_Your task_
Repeat the entries without change, omitting the pictures.

*** Begin section ***

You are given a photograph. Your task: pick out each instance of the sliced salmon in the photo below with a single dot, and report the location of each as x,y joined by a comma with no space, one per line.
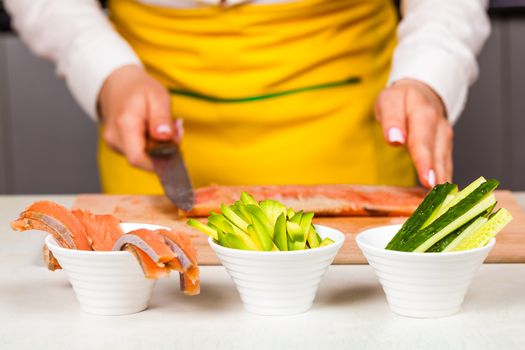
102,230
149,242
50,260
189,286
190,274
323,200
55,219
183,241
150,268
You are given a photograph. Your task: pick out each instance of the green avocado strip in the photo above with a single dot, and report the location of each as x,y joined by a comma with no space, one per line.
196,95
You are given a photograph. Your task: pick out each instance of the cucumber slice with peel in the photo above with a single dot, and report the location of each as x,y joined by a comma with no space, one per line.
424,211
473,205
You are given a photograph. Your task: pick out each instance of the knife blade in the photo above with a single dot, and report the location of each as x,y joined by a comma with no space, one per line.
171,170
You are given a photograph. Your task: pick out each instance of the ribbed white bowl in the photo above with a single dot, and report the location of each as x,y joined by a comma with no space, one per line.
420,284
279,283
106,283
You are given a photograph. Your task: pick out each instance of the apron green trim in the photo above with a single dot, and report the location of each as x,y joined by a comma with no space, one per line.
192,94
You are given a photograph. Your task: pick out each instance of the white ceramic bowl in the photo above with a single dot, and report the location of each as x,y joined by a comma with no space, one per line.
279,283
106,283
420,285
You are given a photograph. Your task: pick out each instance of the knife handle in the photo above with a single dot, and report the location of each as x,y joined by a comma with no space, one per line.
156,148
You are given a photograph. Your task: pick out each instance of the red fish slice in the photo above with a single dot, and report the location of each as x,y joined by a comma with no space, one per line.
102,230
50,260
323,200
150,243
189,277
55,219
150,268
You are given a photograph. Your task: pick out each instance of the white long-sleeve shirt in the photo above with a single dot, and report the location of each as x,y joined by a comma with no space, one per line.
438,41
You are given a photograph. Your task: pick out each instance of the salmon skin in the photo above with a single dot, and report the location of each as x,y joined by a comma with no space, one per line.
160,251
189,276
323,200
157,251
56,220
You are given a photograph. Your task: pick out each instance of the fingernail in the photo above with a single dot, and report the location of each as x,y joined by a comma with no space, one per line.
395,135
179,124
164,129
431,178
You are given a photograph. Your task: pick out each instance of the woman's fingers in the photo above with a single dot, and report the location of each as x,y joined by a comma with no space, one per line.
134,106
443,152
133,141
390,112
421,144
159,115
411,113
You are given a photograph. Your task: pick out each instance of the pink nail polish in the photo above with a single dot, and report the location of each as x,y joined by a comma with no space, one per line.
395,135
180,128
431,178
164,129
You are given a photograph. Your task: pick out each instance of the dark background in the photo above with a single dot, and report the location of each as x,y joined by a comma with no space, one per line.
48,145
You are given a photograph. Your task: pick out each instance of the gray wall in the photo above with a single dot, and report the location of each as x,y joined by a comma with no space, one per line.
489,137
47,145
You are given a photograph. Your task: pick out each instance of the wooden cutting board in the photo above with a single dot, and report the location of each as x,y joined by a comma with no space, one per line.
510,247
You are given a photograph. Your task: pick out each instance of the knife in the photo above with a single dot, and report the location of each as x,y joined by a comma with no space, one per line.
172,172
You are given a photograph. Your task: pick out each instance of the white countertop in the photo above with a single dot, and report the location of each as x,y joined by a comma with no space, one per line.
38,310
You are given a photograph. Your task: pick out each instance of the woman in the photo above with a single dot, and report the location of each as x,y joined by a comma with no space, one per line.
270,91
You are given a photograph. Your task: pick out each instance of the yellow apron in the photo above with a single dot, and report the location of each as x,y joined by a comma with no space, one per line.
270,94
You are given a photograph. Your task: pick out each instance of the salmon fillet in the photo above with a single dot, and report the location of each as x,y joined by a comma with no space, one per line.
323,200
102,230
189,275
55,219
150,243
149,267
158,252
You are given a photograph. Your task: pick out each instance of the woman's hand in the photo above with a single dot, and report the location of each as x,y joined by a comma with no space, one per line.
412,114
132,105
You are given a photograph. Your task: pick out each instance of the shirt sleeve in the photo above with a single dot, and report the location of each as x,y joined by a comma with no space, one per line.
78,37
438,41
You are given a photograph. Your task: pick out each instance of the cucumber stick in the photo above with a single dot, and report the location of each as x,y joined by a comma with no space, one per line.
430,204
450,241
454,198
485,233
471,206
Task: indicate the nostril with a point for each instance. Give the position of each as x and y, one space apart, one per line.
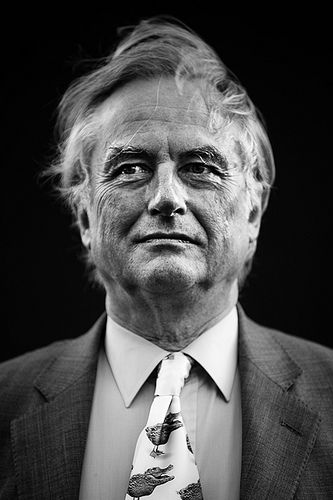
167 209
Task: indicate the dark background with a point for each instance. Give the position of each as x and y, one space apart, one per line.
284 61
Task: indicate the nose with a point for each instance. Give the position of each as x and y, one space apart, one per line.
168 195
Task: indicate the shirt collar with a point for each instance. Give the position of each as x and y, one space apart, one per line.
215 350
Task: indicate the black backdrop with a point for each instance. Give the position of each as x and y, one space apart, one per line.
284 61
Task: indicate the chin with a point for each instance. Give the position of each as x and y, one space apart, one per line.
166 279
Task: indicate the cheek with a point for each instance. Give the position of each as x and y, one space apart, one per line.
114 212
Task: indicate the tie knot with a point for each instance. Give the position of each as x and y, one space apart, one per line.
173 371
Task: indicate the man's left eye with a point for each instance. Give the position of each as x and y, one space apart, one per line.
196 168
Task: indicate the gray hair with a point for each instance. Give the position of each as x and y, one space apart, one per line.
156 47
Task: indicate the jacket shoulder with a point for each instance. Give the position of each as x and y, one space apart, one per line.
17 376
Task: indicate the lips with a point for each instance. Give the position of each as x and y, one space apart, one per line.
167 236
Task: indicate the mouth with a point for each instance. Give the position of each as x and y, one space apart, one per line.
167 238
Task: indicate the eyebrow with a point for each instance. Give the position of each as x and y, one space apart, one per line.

*** End section ***

_Answer section_
You are given a photograph. Your task: pick out each instance of the sliced salmon in the photo below with a single dot, and report the location of each as x,y joined by a comma with no space, one per line.
102,230
149,242
50,260
189,286
190,274
323,200
55,219
183,241
150,268
You are given a photograph. Your task: pick out each instance of the green avocado strip in the photo above with a single dot, and report the location of each as x,y joined by a comma with no space, one per line.
196,95
You are given a photograph. Your task: pick out each instance of the cucumber slice with peel in the photo above with a single dot, and report the location of each as x,y joined by a comma with no space, one per line.
424,211
473,205
You are given a photograph. Your task: pick out each instance of the knife blade in the photo above with a single dot, and report the location of each as x,y joined by a comma with no space, one per line.
171,170
You are given a photograph. Your task: pick out each instance of the ribbed white bowl in the photo above with a single dot, and report the location of each as x,y joined by a comma with no space, one per line.
420,284
279,283
106,283
You are given a photograph. Your task: pick out each instance of the apron green trim in the photo above with a single dot, and report the location of each as x,y joined by a comma with no space, one per line.
192,94
You are given a photograph. Your task: pick out each instance of the white ceramic bowl in the photo above with a single dot, and report the location of each as x,y joined by a comma with no space, one per line.
279,283
106,283
420,285
You are given a photograph. Your task: pick out each instance of the knife handle in the photo above with a single dot, and report the location of each as x,y joined by a comma with no space, one per line.
156,148
You are given a photograph. Your task: pick out each instance of the red fish slice in the photo above with a single dot, and report the location of each as x,y joined by a comma with no space, one per line.
102,230
50,260
323,200
150,243
189,277
55,219
150,268
You are given a photograph. Your task: pick out each instance of the white long-sleeve shirt in the photo above with a single dot, and report the location of each as x,y joined by a comma with no space, one per line.
438,41
You are given a photograph. Your task: pick out each instance of the salmon skin in the photo above with a single dot, and report the location of each as x,y joined by a comma with no space, one per line.
160,251
189,276
323,200
157,251
56,220
You are given a photograph. Your task: pick out each instance of the fingernail in the photo above with a single dot, and report the location of each as x,y joined by a comma with no space, one per line.
395,135
179,124
164,129
431,178
You are given a photograph. Your task: pick out each instance of the woman's fingers in the photo above with a single dot, and report the location of each as x,y joined by a comma with no space, one per line.
134,106
443,152
133,141
390,112
421,144
159,115
411,113
You are given a photograph. Your task: pick out each instance of the pink nail polish in the photo above with a single dot, and report the location of each as x,y joined by a comma with no space, one per line.
395,135
180,128
431,178
164,129
You are given a photograph. Your task: pick out each instance of the dark background in the photo above with a single dot, and report the location of each as x,y joined by a comma with no space, one per line.
48,145
You are given a photograph. Your task: pick out each instance of the gray wall in the photo above with a single dot, and report the location of each as x,y joined by a comma with no space, one per line.
489,137
47,145
You are given a photograph. Your task: pick out each instance of the wooden cutting board in the photo above with a single dot, and report the location of each as x,y joined by a comma with no space, one per line.
510,247
You are given a photograph. Your task: pick out each instance of the knife in the photo above with a single dot, and report the location of each as x,y joined by a comma with no space, one per line.
172,172
You are given a photograph. Your task: pick out each instance of the white countertop in the photo above with a single dot, and report the location of each as x,y joined by a comma with no space, one per line.
38,310
You are given a photograph. Your task: pick out each instance of the woman in the photo above with a single dot, and report the location of each as x,y joined by a comma with no space, one per line.
270,91
You are given a photograph. Your task: pick out each instance of the yellow apron in the photo above with a single dot, and report the location of each as x,y joined by a comma with no space, one per line.
270,94
You are given a photograph. Your task: pick out each instance of the salmon fillet in the photo above with a single dot, and report the location of each as x,y joined by a comma with no space, one per line.
323,200
102,230
189,275
55,219
150,243
149,267
158,252
You are given a photograph. Your task: pick out each instance of the woman's hand in the photo above with a single dot, and report the location of each as x,y joined by a comma with no space, one per line.
412,114
132,105
You are given a photograph. Your task: pick out each instance of the shirt sleeve in the photo above with a single dot, and report the location of each as x,y joined by a comma with no space, one per line.
78,37
438,41
You are given a photograph. Your task: pick out each instance of the cucumber stick in the photo above with a single dot, and report the location of each as x,y joined by a comma with no space, one per line.
430,204
450,241
454,198
485,233
471,206
Task: indicate the nostril with a point for each instance. Give the position of each as x and y, one space apart, one per line.
167 209
Task: indicate the dark background with a point for each instance. Give the position of each as x and y, one space apart, one per line.
284 61
Task: indicate the nose with a point for each instance. Give the position of each as x and y, one space apart, one per line.
168 195
Task: indicate the shirt collar with a point for each instance. Give the position of each as x and y, one space apart, one per line.
215 350
Task: indicate the black backdrop with a point for each instance. Give the position of each as x and y, one space apart, one per line.
284 61
Task: indicate the chin with a point for each instance. Give the position of each as x and y, one space apart, one per line.
166 279
Task: indicate the cheek with a point for each instance. Give the position of each as x and y, one space apart, one per line.
114 212
Task: indicate the tie knot with a point for each instance. Give the position of each as x and y, one space apart, one per line.
173 371
Task: indicate the man's left eye with a point for each instance. Give the position of each as x and y, one space apart, one per line.
196 168
Task: indicate the gray hair with a point for each instance. Give the position of each as x and y, one space apart, one per line.
156 47
Task: indicate the jacket shoulder with a point for each instance. Give the position of each as x and y, one space apart, one per line.
17 376
Task: indicate the lips with a point for each instance. Give the position of each as x and y, one space apart, one per line.
167 236
Task: indicate the mouth with a point for each instance. Give the position of each as x and y, one space apart, one per line.
167 238
Task: indicate the eyebrow with a point for each instance. Give the position of each as x and y, one space apart, one per line.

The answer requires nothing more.